_Your goal_
Render every line of the items below as a Markdown table with the columns Row and Text, numbering the rows in order and skipping any blank lines.
◇ ◇ ◇ ◇ ◇ ◇ ◇
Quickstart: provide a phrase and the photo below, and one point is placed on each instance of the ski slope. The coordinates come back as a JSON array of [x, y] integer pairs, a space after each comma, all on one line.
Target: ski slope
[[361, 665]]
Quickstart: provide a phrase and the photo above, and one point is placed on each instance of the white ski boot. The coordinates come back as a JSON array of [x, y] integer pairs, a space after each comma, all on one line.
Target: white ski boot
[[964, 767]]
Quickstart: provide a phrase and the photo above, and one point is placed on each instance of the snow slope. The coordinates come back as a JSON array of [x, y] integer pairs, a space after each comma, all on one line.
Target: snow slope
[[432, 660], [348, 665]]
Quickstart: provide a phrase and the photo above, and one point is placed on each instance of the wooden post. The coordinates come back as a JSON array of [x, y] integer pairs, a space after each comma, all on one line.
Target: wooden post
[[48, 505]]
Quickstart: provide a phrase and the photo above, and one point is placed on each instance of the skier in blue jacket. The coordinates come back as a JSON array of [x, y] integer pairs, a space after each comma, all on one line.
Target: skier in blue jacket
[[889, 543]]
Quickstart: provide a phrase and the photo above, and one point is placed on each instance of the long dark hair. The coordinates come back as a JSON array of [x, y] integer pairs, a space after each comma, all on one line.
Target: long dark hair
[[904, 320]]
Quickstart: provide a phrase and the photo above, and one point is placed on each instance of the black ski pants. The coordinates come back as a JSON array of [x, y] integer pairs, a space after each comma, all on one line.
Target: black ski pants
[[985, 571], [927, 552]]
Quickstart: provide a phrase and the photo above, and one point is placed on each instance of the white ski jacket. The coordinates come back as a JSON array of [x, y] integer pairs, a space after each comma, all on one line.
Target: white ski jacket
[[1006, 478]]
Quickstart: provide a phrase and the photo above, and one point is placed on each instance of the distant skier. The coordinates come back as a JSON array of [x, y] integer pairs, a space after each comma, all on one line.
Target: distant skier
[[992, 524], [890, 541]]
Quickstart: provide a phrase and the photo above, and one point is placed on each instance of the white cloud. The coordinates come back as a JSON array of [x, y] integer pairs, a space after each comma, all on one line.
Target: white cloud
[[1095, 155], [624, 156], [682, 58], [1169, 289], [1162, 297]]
◇ ◇ ◇ ◇ ◇ ◇ ◇
_Solution for this problem_
| Row | Text |
|---|---|
| 1 | Quickstart: provide a phrase and the photo below, and one point is placed on each instance of the ski slope. The coordinates come back as a JSON array of [x, y] integer pairs, a space after each comma, all on one line. |
| 2 | Target: ski slope |
| 3 | [[361, 665]] |
| 4 | Quickstart: provide a phrase and the photo above, and one point is placed on each instance of the white ski boot. The coordinates come back as a JSON array of [x, y] integer pairs, a space after each comma, all on one line. |
| 5 | Target: white ski boot |
| 6 | [[964, 767]] |
| 7 | Quickstart: provide a phrase and the photo above, and one point is placed on each instance of the snow slope. The coordinates come back as a JSON array of [x, y] integer pairs, a space after each comma, all on one line. |
| 8 | Target: snow slope |
| 9 | [[432, 660], [348, 665]] |
| 10 | Quickstart: provide a phrase and the photo above, and one point is placed on each instance of the wooden post. The coordinates come back as a JSON array of [x, y] integer pairs, a space after each comma, all on one line. |
| 11 | Target: wooden post |
| 12 | [[48, 505]] |
| 13 | Quickstart: provide a phrase and the photo above, and one point is placed on each instance of the skier in blue jacket. The coordinates come back as a JSON array of [x, y] integer pairs, a space after each comma, all on one line. |
| 14 | Target: skier in blue jacket |
| 15 | [[889, 543]] |
| 16 | Quickstart: provide a phrase and the photo above, and one point is placed on each instance of the long dark hair. The coordinates come back as a JSON array of [x, y] integer pairs, a space after each comma, all on one line. |
| 17 | Target: long dark hair |
| 18 | [[904, 320]] |
| 19 | Quickstart: provide a phrase and the photo above, and one point is placed on each instance of the black ski pants. The coordinates come back as a JSON array of [x, y] integer pairs, a space after each comma, all on one line. |
| 20 | Target: black ski pants |
| 21 | [[985, 571], [927, 552]] |
| 22 | Quickstart: provide a phrase and the photo above, and one point is placed on each instance of the white ski jacket. The coordinates come back as a JSON array of [x, y] integer pairs, a space after each comma, all on one line. |
| 23 | Target: white ski jacket |
| 24 | [[1006, 478]] |
| 25 | Quickstart: provide a phrase and the photo above, and one point is placed on each instance of the distant skier. The coordinates come back as a JSON array of [x, y] integer pairs, a space after each comma, all on one line. |
| 26 | Target: distant skier |
| 27 | [[992, 524], [890, 541]] |
| 28 | Quickstart: provide a phrase and the photo above, and one point is placed on each instance of the white cloud. The coordinates come back as a JSON array of [x, y] integer pairs, a space after each comma, all on one line. |
| 29 | Target: white cloud |
| 30 | [[1095, 155], [624, 156], [682, 58], [1169, 289], [1162, 297]] |